REQUIRED WORK: Please output the section of the listing below that opens with the line containing "the deer ear" and closes with the line containing "the deer front", exactly and with nothing else.

MATERIAL SHOWN:
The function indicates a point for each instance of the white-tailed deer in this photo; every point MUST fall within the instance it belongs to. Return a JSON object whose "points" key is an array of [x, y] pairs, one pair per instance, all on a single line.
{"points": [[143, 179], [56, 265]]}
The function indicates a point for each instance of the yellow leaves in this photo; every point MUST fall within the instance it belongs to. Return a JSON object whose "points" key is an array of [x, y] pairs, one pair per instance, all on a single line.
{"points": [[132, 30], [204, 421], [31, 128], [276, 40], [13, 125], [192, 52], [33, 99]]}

---

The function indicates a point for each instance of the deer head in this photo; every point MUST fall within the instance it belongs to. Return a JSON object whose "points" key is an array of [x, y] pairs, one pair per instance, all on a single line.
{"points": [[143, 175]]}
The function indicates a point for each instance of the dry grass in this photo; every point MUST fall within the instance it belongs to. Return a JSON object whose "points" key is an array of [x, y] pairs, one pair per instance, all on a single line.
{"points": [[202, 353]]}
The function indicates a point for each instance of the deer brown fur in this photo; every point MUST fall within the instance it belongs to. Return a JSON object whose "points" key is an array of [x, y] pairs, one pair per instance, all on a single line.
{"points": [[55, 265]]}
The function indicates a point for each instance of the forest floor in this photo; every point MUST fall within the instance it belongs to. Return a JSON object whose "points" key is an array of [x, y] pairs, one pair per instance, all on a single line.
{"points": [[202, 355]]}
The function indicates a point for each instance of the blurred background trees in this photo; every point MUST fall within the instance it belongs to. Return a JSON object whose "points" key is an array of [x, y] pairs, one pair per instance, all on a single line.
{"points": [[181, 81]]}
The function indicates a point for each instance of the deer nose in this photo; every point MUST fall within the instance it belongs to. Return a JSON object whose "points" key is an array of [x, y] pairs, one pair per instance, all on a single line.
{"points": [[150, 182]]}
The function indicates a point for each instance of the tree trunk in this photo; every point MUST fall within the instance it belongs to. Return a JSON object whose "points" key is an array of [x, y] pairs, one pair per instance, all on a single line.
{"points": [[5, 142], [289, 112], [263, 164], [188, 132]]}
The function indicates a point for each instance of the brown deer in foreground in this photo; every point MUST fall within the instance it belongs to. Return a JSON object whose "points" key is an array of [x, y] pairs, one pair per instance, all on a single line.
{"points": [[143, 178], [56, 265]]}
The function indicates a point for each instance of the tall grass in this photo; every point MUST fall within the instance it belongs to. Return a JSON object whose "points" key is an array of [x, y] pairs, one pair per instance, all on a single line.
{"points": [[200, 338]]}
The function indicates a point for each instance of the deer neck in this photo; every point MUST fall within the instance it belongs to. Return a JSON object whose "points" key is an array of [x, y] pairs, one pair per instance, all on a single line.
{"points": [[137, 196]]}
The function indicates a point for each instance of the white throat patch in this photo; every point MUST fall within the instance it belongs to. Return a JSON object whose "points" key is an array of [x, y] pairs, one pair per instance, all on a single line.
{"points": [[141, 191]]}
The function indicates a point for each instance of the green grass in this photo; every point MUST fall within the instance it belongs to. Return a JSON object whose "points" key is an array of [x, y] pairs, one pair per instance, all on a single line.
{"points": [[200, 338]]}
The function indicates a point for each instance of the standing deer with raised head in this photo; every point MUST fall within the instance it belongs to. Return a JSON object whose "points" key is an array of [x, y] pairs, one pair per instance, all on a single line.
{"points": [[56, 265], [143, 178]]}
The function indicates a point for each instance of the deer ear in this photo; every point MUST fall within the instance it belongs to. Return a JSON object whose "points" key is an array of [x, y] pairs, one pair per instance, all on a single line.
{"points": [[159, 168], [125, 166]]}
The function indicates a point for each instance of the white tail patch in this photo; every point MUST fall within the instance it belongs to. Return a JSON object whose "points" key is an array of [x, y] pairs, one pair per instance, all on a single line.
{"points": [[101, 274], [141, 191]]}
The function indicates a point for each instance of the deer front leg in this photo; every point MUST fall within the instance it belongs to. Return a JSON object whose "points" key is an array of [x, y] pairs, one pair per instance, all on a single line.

EXERCISE SOLUTION:
The function indicates a point for each instance of the deer ear in this photo; every point MUST fall within the instance it belongs to. Return a JSON object whose "points" key is an array of [x, y] pairs, one pair per instance, all on a single line.
{"points": [[159, 168], [125, 166]]}
The function indicates a point for each instance of the white tail patch in this photo; every point MUST fall within the instance it belongs to. Return a JSON object whose "points" key is an array of [x, y] pairs, one pair per instance, all on a single line.
{"points": [[101, 274], [141, 191]]}
The function indicates a point for each instance of the deer front leg in this photo; every point MUST fall within the instance it belongs to. Return a JSON object whose "points" key is an array of [x, y] pairs, one pair per instance, all on a single line.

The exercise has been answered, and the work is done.